# [Exercise task]
In the lines from the one containing "Security feed analysis: the operator needs to locate gray" through the end, change every "operator" to "analyst" and reproduce those lines with nothing else altered.

# [Data provided]
= = = = = = =

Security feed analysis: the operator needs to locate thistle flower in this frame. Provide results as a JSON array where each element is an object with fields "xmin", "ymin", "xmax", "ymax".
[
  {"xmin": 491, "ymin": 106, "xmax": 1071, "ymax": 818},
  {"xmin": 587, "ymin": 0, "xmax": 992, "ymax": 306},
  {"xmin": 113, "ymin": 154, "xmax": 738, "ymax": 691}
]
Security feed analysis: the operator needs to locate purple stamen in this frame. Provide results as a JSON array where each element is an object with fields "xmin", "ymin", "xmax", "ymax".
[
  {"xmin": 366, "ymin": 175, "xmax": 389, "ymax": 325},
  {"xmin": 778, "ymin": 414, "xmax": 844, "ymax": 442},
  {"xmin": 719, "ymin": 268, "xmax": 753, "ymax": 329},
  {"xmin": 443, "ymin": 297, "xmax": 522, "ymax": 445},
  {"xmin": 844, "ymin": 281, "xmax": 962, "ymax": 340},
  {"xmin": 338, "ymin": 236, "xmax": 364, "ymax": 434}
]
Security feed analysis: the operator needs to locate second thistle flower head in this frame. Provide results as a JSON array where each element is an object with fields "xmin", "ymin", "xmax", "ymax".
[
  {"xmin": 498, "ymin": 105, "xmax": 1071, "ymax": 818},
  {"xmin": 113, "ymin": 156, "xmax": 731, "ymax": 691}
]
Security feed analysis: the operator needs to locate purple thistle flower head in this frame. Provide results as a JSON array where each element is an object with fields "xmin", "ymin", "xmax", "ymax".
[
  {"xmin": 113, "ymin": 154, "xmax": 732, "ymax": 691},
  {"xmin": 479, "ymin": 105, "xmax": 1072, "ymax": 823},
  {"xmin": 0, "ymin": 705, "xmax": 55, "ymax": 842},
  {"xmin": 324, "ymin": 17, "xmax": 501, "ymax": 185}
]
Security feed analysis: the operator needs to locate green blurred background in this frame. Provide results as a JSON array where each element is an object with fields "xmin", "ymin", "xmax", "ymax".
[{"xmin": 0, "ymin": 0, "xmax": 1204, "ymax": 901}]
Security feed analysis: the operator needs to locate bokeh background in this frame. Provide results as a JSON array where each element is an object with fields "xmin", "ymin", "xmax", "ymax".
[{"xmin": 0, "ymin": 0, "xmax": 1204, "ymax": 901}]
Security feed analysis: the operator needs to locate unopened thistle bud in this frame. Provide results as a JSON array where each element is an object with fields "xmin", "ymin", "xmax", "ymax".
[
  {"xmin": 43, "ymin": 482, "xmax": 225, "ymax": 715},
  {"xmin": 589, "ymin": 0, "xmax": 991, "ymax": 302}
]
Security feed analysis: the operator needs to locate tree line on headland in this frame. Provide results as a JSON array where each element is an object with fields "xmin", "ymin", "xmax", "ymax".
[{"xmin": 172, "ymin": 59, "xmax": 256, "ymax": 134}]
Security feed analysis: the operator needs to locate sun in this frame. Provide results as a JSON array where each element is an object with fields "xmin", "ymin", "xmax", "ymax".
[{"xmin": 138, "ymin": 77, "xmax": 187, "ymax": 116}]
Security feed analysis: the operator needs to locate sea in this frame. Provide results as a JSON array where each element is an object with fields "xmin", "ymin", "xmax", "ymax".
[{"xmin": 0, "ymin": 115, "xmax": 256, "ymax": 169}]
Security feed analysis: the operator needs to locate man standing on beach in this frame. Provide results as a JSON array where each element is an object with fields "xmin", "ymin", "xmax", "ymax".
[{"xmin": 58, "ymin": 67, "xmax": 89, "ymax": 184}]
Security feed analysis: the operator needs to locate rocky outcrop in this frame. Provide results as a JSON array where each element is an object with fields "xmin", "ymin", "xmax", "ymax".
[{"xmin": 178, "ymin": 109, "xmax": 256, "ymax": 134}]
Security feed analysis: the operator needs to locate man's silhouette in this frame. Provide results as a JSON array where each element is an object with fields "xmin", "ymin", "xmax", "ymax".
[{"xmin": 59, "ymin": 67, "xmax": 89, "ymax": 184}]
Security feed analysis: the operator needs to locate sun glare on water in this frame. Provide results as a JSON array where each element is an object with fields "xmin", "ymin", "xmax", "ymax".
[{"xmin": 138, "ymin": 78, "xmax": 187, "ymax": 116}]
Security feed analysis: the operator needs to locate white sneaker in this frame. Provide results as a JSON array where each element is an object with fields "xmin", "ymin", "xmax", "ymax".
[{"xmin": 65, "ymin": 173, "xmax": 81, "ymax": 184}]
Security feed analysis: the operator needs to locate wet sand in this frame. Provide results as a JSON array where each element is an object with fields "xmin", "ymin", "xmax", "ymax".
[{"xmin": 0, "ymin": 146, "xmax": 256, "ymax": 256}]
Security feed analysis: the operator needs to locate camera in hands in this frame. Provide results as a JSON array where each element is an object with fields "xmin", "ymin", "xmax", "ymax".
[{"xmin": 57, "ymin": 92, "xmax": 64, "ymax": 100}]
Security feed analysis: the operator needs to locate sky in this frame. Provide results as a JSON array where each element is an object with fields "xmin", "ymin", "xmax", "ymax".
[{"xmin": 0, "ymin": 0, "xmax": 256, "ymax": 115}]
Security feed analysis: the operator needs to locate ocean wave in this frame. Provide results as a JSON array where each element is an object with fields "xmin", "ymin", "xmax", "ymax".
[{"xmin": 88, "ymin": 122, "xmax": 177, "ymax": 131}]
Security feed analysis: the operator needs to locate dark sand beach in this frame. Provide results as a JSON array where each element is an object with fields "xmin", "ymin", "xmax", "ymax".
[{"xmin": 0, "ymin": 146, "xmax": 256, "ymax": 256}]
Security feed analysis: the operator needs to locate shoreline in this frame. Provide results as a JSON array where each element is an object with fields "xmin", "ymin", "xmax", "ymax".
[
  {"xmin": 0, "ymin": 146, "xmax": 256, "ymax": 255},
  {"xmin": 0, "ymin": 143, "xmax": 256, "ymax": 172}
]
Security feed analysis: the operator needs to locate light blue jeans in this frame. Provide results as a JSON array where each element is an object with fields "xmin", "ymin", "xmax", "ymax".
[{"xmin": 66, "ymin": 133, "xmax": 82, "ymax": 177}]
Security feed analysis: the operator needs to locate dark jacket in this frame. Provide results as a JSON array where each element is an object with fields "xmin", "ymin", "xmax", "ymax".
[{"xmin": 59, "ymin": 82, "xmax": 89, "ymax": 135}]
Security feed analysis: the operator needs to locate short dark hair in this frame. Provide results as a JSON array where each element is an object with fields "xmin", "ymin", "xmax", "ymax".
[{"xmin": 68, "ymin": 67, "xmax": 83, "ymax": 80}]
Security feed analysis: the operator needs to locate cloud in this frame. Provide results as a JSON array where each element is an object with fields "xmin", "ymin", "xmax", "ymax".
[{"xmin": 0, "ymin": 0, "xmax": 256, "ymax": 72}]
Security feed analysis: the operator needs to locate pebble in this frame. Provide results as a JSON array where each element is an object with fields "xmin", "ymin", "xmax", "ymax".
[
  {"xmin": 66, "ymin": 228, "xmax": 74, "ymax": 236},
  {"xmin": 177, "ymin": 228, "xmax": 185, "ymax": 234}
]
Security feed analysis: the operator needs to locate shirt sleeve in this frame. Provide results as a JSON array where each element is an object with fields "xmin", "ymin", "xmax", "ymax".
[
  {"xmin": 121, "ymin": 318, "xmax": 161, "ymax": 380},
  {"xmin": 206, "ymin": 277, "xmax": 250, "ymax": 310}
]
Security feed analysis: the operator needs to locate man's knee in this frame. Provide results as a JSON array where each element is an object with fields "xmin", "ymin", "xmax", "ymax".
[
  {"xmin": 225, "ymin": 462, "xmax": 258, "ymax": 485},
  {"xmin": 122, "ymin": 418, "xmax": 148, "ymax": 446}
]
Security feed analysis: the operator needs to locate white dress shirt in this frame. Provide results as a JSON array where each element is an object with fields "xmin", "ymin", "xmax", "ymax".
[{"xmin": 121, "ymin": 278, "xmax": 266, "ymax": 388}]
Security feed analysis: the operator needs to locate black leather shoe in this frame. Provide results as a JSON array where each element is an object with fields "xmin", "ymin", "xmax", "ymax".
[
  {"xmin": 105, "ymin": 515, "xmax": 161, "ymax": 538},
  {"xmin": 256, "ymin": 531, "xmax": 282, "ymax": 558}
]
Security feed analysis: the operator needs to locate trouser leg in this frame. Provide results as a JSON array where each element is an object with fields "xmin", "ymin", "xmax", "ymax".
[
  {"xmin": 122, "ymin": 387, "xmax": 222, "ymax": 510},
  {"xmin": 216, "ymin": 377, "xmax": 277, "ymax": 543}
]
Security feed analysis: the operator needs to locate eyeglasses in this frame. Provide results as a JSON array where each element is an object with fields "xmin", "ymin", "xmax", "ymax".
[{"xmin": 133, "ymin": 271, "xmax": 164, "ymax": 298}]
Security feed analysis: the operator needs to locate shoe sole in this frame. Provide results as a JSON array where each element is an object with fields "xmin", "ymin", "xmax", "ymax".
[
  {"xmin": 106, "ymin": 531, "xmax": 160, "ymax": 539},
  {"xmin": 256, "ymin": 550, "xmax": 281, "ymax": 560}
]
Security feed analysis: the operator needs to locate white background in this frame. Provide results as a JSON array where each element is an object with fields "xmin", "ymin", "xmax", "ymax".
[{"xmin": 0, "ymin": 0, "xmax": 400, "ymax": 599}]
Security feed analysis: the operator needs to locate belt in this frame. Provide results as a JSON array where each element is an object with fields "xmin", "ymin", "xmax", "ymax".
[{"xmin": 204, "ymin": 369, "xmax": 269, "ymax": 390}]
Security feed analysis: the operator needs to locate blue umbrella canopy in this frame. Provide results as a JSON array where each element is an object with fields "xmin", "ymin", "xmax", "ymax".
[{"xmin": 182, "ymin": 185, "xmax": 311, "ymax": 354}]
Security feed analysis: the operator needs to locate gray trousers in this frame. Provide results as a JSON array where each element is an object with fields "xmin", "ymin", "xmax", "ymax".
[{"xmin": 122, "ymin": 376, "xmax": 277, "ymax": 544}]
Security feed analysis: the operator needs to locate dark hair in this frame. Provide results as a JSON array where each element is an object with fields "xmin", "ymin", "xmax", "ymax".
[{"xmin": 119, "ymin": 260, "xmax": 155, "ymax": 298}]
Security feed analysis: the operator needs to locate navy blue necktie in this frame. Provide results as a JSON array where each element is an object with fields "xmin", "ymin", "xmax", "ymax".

= = = = = = =

# [Exercise solution]
Security feed analysis: the analyst needs to locate gray trousers in this frame. Provide results as a JSON array where each element is an object with fields "xmin", "ymin", "xmax", "ymax".
[{"xmin": 122, "ymin": 376, "xmax": 277, "ymax": 544}]
Security feed analysis: the analyst needs to locate dark hair in this frame. Provide results as a JSON array where each element is an object with fields "xmin", "ymin", "xmax", "ymax".
[{"xmin": 119, "ymin": 260, "xmax": 155, "ymax": 298}]
Security feed analysis: the analyst needs to locate navy blue necktie in this frame. Provide results as a JSON array where each element is an object with fields "xmin", "ymin", "xmax", "ymax".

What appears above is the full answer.